Stored data
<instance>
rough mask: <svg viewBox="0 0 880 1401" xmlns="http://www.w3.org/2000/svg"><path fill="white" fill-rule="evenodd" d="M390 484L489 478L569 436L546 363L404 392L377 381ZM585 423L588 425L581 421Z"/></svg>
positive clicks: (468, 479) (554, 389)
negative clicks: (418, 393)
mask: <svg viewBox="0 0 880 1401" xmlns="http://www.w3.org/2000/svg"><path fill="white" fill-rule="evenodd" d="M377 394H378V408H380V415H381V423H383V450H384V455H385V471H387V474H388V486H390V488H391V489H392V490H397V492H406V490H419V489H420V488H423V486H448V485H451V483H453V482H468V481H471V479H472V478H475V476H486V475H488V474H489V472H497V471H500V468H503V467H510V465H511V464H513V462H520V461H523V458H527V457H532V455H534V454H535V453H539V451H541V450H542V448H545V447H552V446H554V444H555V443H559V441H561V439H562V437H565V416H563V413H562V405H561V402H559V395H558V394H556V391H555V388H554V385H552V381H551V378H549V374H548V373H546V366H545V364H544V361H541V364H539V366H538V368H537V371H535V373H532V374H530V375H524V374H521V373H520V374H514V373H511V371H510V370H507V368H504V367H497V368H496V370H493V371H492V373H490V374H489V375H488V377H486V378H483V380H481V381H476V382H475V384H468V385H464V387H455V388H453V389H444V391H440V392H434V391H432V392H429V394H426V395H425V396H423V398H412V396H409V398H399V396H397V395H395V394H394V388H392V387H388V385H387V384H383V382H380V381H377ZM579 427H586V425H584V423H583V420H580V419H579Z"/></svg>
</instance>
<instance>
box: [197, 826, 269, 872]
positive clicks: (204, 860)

_Task prompt_.
Can you reproduce the whole listing above line for line, with nothing changed?

_Task solution_.
<instance>
rough mask: <svg viewBox="0 0 880 1401" xmlns="http://www.w3.org/2000/svg"><path fill="white" fill-rule="evenodd" d="M390 484L489 478L569 436L546 363L404 392L377 381ZM585 423L588 425L581 421Z"/></svg>
positive clicks: (468, 479) (554, 389)
negative clicks: (418, 393)
mask: <svg viewBox="0 0 880 1401" xmlns="http://www.w3.org/2000/svg"><path fill="white" fill-rule="evenodd" d="M377 394H378V408H380V415H381V423H383V450H384V455H385V471H387V474H388V486H390V488H391V489H392V490H397V492H406V490H419V489H420V488H423V486H448V485H451V483H453V482H468V481H471V479H472V478H475V476H486V475H488V474H489V472H497V471H500V468H503V467H510V465H511V464H513V462H520V461H523V458H527V457H532V455H534V454H535V453H539V451H541V450H542V448H545V447H552V446H554V444H555V443H559V441H561V439H562V437H565V416H563V413H562V405H561V402H559V395H558V394H556V391H555V388H554V385H552V381H551V378H549V374H548V373H546V366H545V364H544V361H541V364H539V366H538V368H537V371H535V373H532V374H530V375H524V374H521V373H520V374H514V373H511V371H510V370H507V368H504V367H497V368H496V370H493V371H492V373H490V374H489V375H488V377H486V378H483V380H481V381H476V382H475V384H468V385H464V387H455V388H453V389H444V391H440V392H434V391H432V392H429V394H426V395H425V396H423V398H412V396H409V398H399V396H397V395H395V394H394V388H392V387H388V385H387V384H383V382H380V381H377ZM579 427H586V425H584V423H583V420H580V419H579Z"/></svg>
</instance>
<instance>
box: [197, 826, 269, 872]
positive clicks: (204, 860)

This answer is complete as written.